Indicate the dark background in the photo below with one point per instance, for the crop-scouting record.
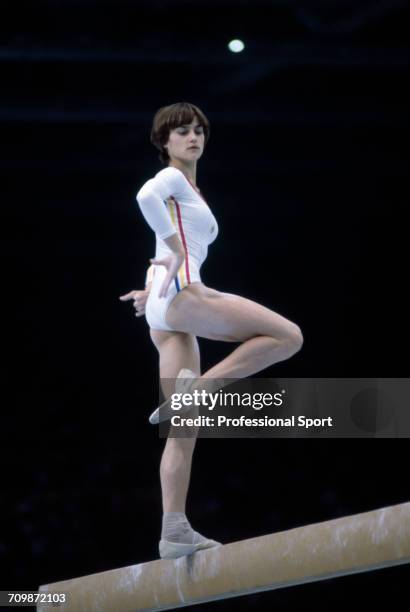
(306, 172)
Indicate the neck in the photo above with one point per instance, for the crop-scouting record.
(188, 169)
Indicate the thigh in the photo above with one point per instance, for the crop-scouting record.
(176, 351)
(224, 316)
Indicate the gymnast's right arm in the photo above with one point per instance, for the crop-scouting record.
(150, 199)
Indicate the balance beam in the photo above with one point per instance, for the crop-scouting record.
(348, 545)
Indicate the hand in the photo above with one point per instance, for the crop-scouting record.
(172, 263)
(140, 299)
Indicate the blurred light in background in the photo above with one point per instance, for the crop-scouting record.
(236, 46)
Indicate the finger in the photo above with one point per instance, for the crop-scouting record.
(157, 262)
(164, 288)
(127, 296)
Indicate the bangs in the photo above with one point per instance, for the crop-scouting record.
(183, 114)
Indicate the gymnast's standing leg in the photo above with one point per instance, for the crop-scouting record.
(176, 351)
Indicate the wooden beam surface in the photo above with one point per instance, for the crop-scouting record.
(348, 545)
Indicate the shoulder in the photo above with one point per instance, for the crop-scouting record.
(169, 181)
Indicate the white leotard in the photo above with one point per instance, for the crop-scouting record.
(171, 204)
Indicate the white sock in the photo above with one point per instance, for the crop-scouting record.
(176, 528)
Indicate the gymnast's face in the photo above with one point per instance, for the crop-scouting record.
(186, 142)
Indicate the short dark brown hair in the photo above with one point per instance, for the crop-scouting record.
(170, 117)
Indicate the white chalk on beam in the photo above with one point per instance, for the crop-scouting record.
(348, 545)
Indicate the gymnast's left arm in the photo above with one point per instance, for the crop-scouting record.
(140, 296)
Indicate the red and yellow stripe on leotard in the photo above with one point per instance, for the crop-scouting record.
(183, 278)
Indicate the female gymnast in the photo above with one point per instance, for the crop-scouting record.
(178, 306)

^^^^

# Problem to work on:
Swap "female gymnast" for "athlete" in the part that opens with the line containing "Indicate the female" and runs through the end of the material, and reproduce that part with nothing else changed.

# Reply:
Indicate the athlete in the photo above with one point per instance, for the crop-scouting record.
(178, 306)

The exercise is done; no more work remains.